— start Selected excerpt —

The release yesterday of the minutes from the July FOMC meeting sparked a major selloff in US bonds and notes taking yields to their highest levels since 2011. Yields on longer-dated US debt instruments such as the 10-year note and 30-year bonds moved to their highest closing level in years. Yield on the 10-year government treasuries rose by 4.9 basis points from 4.258% to 4.307% when compared to the yields yesterday. That takes yields on 10-year US debt instruments to the highest level since 2007.

A similar trend can be seen in the longer-term 30-year Treasury Bonds which rose 5.2 basis points. Current yields have risen to 4.411%. Compared to yields before the release of the FOMC meeting minutes yesterday of 4.359%, the 30-year bond is at its highest level since April 2011.

— end Selected excerpt —
— start Material provided —

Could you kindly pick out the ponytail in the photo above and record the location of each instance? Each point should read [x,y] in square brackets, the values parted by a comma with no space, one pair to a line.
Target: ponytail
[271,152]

— end Material provided —

#### Tasks:
(1) Set down the passage on Treasury yields word for word, starting with "The release yesterday" and going on through "since April 2011.".
(2) Answer these questions from the passage on Treasury yields:
(a) By how many basis points did the yield on the 10-year government treasuries rise?
(b) What is the current yield on the 30-year Treasury Bonds?
(c) The minutes of which meeting were released?
The listing has no connection to the passage on Treasury yields.

#### Results:
(1)
The release yesterday of the minutes from the July FOMC meeting sparked a major selloff in US bonds and notes taking yields to their highest levels since 2011. Yields on longer-dated US debt instruments such as the 10-year note and 30-year bonds moved to their highest closing level in years. Yield on the 10-year government treasuries rose by 4.9 basis points from 4.258% to 4.307% when compared to the yields yesterday. That takes yields on 10-year US debt instruments to the highest level since 2007.

A similar trend can be seen in the longer-term 30-year Treasury Bonds which rose 5.2 basis points. Current yields have risen to 4.411%. Compared to yields before the release of the FOMC meeting minutes yesterday of 4.359%, the 30-year bond is at its highest level since April 2011.

(2)
(a) 4.9 basis points
(b) 4.411%
(c) The July FOMC meeting